▽

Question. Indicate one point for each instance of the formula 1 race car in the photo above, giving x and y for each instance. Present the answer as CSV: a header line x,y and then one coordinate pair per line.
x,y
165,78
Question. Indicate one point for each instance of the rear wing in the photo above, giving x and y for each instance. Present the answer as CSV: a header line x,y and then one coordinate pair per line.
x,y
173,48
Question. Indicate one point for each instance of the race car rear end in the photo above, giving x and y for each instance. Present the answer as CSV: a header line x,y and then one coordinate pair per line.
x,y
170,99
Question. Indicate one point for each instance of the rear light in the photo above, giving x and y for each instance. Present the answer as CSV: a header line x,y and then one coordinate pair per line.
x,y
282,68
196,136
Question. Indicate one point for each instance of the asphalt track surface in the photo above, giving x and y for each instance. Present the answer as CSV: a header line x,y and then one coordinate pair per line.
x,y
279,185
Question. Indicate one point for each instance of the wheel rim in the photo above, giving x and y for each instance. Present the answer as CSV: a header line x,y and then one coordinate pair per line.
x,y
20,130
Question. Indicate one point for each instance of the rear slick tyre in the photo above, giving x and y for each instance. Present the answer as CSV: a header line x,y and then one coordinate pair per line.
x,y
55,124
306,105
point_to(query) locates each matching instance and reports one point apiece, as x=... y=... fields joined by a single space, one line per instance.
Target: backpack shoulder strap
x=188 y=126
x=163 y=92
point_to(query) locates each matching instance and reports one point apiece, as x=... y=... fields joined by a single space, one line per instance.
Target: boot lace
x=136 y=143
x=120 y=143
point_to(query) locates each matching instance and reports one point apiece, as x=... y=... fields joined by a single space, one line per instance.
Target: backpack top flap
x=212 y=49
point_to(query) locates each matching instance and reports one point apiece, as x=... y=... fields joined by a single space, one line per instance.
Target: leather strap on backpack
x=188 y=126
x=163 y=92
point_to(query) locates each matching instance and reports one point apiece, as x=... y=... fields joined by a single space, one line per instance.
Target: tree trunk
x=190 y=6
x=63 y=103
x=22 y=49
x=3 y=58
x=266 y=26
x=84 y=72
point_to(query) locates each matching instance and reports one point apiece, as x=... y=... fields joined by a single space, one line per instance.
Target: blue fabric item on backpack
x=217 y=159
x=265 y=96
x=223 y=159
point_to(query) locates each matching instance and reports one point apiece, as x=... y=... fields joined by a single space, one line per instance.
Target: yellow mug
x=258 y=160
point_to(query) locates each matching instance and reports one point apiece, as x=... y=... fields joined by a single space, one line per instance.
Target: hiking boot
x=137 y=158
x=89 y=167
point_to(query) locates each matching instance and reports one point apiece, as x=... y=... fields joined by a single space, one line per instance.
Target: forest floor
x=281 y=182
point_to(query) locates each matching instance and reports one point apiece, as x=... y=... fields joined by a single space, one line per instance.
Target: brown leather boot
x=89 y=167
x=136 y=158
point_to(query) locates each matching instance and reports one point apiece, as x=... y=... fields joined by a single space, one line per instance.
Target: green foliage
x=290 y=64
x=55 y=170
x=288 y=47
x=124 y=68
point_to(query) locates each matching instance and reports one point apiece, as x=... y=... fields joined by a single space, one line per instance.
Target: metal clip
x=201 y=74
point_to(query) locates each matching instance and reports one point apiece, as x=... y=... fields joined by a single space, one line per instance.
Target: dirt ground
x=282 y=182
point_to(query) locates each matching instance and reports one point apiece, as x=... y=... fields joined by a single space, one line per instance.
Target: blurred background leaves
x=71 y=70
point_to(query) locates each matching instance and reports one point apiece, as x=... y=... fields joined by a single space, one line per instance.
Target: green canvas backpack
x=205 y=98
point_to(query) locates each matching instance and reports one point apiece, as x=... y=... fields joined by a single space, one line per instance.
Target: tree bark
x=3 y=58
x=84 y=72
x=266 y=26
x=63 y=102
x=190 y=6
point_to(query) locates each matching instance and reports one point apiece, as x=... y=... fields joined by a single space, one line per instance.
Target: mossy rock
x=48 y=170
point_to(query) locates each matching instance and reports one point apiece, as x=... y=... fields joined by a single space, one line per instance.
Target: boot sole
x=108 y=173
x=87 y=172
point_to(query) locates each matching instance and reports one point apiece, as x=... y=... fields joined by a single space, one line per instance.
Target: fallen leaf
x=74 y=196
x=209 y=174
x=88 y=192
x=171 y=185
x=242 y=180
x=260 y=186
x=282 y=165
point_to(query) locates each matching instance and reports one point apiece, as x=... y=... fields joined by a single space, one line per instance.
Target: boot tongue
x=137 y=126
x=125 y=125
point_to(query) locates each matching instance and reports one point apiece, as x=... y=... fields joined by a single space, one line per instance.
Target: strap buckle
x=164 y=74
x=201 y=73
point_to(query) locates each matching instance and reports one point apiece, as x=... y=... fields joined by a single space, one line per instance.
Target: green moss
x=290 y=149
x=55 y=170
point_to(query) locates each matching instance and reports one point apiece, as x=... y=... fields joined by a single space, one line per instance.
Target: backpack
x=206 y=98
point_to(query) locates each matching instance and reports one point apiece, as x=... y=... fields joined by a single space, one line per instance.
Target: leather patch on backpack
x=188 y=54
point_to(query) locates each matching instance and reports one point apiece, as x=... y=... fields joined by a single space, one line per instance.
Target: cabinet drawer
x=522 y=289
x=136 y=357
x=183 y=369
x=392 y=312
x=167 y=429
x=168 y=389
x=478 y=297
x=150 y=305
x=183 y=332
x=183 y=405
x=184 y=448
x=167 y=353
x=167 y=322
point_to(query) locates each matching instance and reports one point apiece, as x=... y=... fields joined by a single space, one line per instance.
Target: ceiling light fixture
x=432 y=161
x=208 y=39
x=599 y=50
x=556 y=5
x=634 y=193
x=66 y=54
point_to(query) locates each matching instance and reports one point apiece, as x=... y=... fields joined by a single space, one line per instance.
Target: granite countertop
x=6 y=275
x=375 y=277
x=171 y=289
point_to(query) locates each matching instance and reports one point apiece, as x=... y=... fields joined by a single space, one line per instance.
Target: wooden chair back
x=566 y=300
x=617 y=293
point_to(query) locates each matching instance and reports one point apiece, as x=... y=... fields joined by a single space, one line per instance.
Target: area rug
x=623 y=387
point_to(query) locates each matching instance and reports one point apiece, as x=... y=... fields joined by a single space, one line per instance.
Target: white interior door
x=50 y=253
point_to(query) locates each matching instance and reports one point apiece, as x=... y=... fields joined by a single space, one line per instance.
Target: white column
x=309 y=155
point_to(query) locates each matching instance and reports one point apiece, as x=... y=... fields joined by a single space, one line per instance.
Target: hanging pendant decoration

△

GIVEN EXERCISE:
Count how many lines in the items above contain the string "backpack", matching case exactly. Reply with the number alone.

COMPLETE ANSWER:
7